# TEXT:
________________________
Fixes: ce6e911d20f6 ("eal: add thread lifetime API")
Fixes: a7ba40b2b1bf ("drivers: convert to internal control threads")
Cc: stable@dpdk.org
Signed-off-by: Thomas Monjalon <thomas@monjalon.net>
Acked-by: Morten Brørup <mb@smartsharesystems.com>
---
 app/test/test_threads.c                       | 11 +---------
 .../prog_guide/env_abstraction_layer.rst      |  4 +++-
 lib/eal/include/rte_thread.h                  | 13 ++++++++++--
 lib/eal/unix/rte_thread.c                     | 21 +++++++++++--------
 lib/eal/version.map                           |  3 +++
 lib/eal/windows/rte_thread.c                  |  6 ++++++
 6 files changed, 36 insertions(+), 22 deletions(-)
diff --git a/app/test/test_threads.c b/app/test/test_threads.c
index 4ac3f2671a..9a449ba9c5 100644
--- a/app/test/test_threads.c
+++ b/app/test/test_threads.c
@@ -22,7 +22,7 @@ thread_main(void *arg)
 	__atomic_store_n(&thread_id_ready, 1, __ATOMIC_RELEASE);
 
 	while (__atomic_load_n(&thread_id_ready, __ATOMIC_ACQUIRE) == 1)
-		;
+		rte_thread_yield(); /* required in case of real-time priority */
 
 	return 0;
 }
@@ -97,21 +97,12 @@ test_thread_priority(void)
________________________
Stored entries:
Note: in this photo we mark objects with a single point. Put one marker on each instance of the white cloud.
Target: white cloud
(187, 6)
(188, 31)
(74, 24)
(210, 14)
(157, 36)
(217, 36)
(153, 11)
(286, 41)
________________________
# GIVEN EXERCISE A:
According to the summary in the thread patch above, how many files were changed, and how many insertions and deletions were made?
# GIVEN EXERCISE B:
Extend the thread patch above, picking up right after its last line.

# TASK RESPONSE A:
Six files were changed, with 36 insertions and 22 deletions.

# TASK RESPONSE B:
 		"Priority set mismatches priority get");
 
 	priority = RTE_THREAD_PRIORITY_REALTIME_CRITICAL;
-#ifndef RTE_EXEC_ENV_WINDOWS
-	RTE_TEST_ASSERT(rte_thread_set_priority(thread_id, priority) == ENOTSUP,
-		"Priority set to critical should fail");
-	RTE_TEST_ASSERT(rte_thread_get_priority(thread_id, &priority) == 0,
-		"Failed to get thread priority");
-	RTE_TEST_ASSERT(priority == RTE_THREAD_PRIORITY_NORMAL,
-		"Failed set to critical should have retained normal");
-#else
 	RTE_TEST_ASSERT(rte_thread_set_priority(thread_id, priority) == 0,
 		"Priority set to critical should succeed");
 	RTE_TEST_ASSERT(rte_thread_get_priority(thread_id, &priority) == 0,
 		"Failed to get thread priority");
 	RTE_TEST_ASSERT(priority == RTE_THREAD_PRIORITY_REALTIME_CRITICAL,
 		"Priority set mismatches priority get");
-#endif
 
 	priority = RTE_THREAD_PRIORITY_NORMAL;
 	RTE_TEST_ASSERT(rte_thread_set_priority(thread_id, priority) == 0,
diff --git a/doc/guides/prog_guide/env_abstraction_layer.rst b/doc/guides/prog_guide/env_abstraction_layer.rst
index 6debf54efb..d1f7cae7cd 100644
--- a/doc/guides/prog_guide/env_abstraction_layer.rst
+++ b/doc/guides/prog_guide/env_abstraction_layer.rst
@@ -815,7 +815,9 @@ Known Issues
 
   4. It MAY be used by preemptible multi-producer and/or preemptible multi-consumer pthreads whose scheduling policy are all SCHED_OTHER(cfs), SCHED_IDLE or SCHED_BATCH. User SHOULD be aware of the performance penalty before using it.
 
-  5. It MUST not be used by multi-producer/consumer pthreads, whose scheduling policies are SCHED_FIFO or SCHED_RR.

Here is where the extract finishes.